* [What the task requires]: Copy out, word for word, the lines of the data from the one containing "Could you please indicate the metal" through the last line of the data, including both.

[Entries from a point annotation set]
□ □ □ □ □ □ □
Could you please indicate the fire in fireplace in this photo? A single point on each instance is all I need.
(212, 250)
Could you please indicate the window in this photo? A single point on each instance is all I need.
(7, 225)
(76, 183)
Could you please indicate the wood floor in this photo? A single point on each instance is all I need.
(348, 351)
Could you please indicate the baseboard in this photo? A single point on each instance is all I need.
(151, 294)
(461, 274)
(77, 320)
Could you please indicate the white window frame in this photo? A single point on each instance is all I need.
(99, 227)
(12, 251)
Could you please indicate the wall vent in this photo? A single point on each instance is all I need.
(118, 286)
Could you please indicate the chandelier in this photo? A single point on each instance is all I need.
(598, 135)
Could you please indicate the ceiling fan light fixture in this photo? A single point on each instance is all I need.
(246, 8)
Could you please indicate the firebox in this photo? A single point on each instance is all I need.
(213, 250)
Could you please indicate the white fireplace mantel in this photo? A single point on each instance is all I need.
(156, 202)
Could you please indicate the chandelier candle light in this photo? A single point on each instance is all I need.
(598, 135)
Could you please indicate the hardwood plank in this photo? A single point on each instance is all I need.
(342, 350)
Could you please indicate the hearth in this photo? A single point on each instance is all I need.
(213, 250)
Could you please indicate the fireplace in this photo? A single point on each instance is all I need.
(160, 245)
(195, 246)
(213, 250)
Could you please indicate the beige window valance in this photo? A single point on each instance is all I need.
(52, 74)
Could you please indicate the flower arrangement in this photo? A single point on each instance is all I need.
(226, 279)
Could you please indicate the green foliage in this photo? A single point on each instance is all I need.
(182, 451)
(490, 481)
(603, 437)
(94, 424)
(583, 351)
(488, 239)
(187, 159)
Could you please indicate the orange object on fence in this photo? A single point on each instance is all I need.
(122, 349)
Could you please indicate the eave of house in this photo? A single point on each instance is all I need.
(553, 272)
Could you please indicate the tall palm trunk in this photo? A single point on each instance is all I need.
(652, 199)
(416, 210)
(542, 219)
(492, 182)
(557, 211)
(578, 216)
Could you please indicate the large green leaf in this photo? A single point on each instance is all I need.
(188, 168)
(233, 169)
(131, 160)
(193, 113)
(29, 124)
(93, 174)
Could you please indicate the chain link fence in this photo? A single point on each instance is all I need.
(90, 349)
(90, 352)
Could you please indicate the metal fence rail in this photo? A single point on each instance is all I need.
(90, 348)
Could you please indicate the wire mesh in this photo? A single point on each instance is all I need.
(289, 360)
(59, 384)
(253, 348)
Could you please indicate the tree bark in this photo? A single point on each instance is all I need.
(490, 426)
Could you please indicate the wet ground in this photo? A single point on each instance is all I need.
□ □ □ □ □ □ □
* [Exercise answer]:
Could you please indicate the metal fence rail in this photo? A single point on each instance is all I need.
(90, 348)
Could you please indicate the wire mesh in this photo? A single point on each instance is all I need.
(289, 360)
(59, 384)
(253, 348)
Could you please indicate the tree bark in this photo? A single point on each instance is all I need.
(490, 426)
Could you please indicate the wet ground in this photo? A single point on each instance is all I need.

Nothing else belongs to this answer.